**Exercise task 1**. List the metrics that the A/B testing article says "we all care about."
**Exercise task 2**. Pick up the A/B testing article right after its last sentence and keep writing.

**Document**.
— START —
“一个精确的测量值顶得上1000位专家的意见。”——Grace Murray Hopper
How To Get Started In A/B Testing: 6 Tips For Success
By Steve Collins
“One accurate measurement is worth 1,000 expert opinions”
- Admiral Grace Murray Hopper
Those words are probably the single most succinct argument for A/B testing we have. They sum up why any game studio might want to explore A/B testing as an aid to design and development – namely a desire to move beyond guessing what might work, and towards knowing what will.
Anyone who has experienced design by committee or simply HiPPO (highest paid person’s opinion), should by now be aware that there’s a better way to make those decisions. That method is using the real data supplied by real players within an A/B testing, data-driven decision making process.
But it’s one thing to be committed to the concept of testing. It’s quite another to know where to start. On that basis, this article provides 6 tips for successful testing that can help deliver real change to your business. Moving the needle on the metrics we all care about – retention, conversion, and of course revenue. So without further ado…
It sounds obvious, but it’s worth stating – if you want to embed a testing culture in your organization, you’re looking for quick wins and a demonstrated ability to get results. That means adopting a ‘lean’ approach, getting quick validation of the concept, rather than building a large, complex structure before a single test has taken place.
— END —
Saved data entries:
— START —
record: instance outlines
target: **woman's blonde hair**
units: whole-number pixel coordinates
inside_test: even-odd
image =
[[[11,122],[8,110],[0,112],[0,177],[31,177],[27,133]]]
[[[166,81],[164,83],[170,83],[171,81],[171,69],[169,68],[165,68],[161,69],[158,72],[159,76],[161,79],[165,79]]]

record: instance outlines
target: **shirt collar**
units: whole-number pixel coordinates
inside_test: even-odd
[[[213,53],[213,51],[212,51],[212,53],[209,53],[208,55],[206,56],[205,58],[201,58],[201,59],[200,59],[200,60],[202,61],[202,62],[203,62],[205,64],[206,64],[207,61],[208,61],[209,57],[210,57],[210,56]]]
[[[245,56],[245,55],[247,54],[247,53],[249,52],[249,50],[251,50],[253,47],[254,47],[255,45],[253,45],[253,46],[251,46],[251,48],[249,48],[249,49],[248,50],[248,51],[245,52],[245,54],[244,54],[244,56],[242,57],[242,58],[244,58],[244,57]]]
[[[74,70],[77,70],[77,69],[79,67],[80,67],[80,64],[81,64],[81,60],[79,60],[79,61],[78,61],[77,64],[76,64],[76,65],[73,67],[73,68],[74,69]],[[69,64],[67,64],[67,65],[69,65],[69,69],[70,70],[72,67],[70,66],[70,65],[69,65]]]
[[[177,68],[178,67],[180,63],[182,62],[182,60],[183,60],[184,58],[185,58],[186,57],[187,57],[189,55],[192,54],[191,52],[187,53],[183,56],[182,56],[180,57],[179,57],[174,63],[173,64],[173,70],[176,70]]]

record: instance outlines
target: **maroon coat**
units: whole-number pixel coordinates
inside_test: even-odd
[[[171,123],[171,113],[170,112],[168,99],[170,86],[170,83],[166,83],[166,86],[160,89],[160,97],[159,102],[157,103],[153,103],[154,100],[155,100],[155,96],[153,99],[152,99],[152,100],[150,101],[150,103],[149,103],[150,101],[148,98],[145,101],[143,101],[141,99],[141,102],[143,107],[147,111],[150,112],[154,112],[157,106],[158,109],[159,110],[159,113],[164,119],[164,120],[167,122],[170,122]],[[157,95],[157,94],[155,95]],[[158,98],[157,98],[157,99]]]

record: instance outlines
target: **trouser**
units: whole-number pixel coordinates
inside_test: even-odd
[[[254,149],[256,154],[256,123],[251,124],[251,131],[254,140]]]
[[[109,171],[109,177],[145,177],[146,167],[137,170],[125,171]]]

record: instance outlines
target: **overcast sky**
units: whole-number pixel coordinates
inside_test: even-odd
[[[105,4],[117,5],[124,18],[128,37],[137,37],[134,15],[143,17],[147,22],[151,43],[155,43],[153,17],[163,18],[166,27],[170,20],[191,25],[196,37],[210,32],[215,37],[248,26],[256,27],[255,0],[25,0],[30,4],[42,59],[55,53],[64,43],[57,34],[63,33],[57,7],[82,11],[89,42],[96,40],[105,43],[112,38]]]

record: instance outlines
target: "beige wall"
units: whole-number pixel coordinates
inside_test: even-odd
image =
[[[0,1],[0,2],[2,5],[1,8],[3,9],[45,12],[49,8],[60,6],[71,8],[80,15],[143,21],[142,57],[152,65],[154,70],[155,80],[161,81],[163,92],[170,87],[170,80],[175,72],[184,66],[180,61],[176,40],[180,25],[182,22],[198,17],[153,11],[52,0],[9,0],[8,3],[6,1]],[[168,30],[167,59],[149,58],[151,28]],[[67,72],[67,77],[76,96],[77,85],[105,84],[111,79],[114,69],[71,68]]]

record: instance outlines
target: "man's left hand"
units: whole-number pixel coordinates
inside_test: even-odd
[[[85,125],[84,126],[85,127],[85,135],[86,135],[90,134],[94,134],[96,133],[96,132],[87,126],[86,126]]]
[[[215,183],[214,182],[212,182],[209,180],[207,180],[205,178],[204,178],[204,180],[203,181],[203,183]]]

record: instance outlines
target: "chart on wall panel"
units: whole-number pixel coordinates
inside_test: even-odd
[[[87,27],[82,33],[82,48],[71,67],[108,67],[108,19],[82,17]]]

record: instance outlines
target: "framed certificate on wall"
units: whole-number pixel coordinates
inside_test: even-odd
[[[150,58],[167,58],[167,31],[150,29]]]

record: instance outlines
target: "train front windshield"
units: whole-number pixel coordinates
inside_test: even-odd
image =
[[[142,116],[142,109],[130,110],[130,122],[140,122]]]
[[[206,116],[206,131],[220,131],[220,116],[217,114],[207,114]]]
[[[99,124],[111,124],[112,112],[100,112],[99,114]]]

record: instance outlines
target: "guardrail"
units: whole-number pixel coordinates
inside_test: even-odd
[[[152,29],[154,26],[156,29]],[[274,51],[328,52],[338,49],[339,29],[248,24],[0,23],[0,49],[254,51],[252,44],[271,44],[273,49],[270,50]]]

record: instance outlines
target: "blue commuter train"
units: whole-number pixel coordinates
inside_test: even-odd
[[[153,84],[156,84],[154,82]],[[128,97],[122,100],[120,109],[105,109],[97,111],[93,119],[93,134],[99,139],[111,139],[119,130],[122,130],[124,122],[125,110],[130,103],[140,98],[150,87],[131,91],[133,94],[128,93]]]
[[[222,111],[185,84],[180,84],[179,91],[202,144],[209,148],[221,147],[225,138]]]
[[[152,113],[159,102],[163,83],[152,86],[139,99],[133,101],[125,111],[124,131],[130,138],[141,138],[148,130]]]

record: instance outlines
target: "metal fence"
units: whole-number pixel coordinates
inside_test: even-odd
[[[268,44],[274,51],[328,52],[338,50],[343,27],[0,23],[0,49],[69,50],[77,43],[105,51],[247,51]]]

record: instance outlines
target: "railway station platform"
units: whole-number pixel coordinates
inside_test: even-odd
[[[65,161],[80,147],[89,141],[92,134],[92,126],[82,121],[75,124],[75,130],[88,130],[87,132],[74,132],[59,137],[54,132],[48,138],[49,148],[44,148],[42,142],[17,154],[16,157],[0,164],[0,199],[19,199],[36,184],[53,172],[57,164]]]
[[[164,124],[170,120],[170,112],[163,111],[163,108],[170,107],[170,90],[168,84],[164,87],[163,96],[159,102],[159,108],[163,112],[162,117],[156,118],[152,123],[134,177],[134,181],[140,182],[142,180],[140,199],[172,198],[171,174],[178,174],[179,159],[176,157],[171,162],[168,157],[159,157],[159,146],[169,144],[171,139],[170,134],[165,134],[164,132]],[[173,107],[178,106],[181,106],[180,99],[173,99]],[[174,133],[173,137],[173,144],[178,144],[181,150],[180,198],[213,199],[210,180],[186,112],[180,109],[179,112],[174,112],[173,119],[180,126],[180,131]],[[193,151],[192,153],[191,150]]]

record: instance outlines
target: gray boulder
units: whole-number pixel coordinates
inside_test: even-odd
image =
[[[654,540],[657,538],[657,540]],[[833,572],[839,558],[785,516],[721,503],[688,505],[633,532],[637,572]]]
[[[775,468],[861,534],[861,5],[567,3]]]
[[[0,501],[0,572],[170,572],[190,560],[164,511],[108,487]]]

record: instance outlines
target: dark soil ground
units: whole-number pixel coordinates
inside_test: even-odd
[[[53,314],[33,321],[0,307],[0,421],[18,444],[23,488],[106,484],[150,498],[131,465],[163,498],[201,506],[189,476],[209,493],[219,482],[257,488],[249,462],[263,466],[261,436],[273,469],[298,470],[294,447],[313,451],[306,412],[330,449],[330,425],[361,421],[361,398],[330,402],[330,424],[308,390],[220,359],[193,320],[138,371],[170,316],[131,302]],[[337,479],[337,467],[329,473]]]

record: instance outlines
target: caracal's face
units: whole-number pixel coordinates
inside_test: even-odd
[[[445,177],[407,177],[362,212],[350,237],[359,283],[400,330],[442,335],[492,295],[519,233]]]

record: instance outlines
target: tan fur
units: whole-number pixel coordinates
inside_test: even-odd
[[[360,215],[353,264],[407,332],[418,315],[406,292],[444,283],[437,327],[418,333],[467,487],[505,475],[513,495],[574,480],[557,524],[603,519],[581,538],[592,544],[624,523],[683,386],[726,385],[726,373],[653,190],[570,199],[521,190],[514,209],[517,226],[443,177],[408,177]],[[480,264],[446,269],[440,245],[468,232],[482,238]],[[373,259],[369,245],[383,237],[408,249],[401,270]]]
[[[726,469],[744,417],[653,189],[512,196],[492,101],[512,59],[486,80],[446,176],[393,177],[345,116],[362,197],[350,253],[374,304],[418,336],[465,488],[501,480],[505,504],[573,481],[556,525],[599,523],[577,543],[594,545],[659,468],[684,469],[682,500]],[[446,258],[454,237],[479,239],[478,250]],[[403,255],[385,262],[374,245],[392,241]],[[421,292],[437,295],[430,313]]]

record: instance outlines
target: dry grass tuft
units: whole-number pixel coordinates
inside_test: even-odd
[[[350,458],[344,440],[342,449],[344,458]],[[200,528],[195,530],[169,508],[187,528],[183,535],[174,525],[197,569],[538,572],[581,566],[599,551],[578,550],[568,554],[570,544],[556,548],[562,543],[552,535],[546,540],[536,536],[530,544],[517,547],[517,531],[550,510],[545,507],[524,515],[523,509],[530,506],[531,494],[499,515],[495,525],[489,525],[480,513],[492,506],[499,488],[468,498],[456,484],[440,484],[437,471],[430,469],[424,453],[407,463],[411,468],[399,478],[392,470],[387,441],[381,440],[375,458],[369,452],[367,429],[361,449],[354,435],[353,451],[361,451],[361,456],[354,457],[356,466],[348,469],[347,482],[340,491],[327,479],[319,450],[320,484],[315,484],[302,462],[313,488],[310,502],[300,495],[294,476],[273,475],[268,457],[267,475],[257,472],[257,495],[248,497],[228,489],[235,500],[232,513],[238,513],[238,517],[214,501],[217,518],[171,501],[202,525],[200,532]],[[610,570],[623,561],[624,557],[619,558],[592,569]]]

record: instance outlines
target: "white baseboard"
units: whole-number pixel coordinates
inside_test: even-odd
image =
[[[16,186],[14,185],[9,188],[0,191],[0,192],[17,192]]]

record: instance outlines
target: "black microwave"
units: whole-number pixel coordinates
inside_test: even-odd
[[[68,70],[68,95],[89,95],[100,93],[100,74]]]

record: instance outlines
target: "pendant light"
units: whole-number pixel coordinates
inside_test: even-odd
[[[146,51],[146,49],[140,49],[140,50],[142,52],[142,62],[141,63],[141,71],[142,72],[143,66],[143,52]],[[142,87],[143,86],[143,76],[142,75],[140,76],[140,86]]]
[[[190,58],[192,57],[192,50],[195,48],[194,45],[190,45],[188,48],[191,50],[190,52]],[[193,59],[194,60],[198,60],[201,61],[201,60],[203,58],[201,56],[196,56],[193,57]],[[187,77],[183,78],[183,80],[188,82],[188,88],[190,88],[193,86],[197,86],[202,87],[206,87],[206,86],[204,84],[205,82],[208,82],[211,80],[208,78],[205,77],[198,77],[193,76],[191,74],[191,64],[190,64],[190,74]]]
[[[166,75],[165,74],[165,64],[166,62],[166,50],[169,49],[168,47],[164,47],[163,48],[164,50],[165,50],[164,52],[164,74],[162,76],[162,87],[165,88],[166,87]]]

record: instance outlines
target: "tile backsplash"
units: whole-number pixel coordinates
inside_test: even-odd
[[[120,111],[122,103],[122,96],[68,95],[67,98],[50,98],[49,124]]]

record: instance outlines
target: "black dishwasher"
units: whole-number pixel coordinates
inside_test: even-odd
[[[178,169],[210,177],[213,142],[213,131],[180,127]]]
— END —
**Exercise answer 1**. Retention, conversion, and revenue.

**Exercise answer 2**.
The good news is that’s easy to do. Whatever approach you take technically, there is no serious difficulty in rolling out simple tests. The single largest objection is likely to be fear of ‘changing the game’ – but your game changes (or should change) on a regular basis anyway. Often on the basis of little more than a hunch.
We can also allay that fear by testing relatively uncontroversial aspects of the player experience that can nevertheless have big effects. these could include:
?The delay time before a first interstitial ad is shown to players. We can quickly establish what effect this change has on click-through rate, retention, and other KPIs
?Alternative guide characters for tutorials. I’ve seen real differences in tutorial completion rates based on which character is used. Don’t agonize in design meetings – test it!
?Whether to show a registration screen or not (if appropriate). Is it smart to register players in order to deepen the relationship? Or does trying to do so lead to churn? Find out.
As we’re starting simple, getting true statistical significance in terms of your results may take a little extra work (although that won’t be the case if you’re using an A/B testing platform) – but it’s worth taking the time to do this. One group outperforming another means nothing in and of itself. Don’t take shortcuts here.
We want to encourage frequent and fast testing. In fact, it’s vital that we do, because if an individual test takes too long to set up, requires code changes, and can only be pushed ‘live’ with a new app build, then the sunk cost of a test failure is too high to offset the benefits of our test wins. We end up in a situation in which it’s too risky, expensive or time-consuming to really embrace testing.
Thankfully, it’s easy to tackle the latency issue. The key to doing so is to get engineering out of the process. If every test requires re-coding, QA and sign-off from engineering, we aren’t going to get much done. And besides – they have better things to do.
By de-coupling the testing framework from engineering release cycles, we can create short test cycles, often run by product management or even marketing teams. In order to do this, we need to build our game to be as ‘data-driven’ as possible, with a clear understanding and agreement as to what data points are ‘open’ to testing. When we’ve reached that point, setting up a test can become as simple as changing a value in a spreadsheet or testing platform (which is why marketing can do it!)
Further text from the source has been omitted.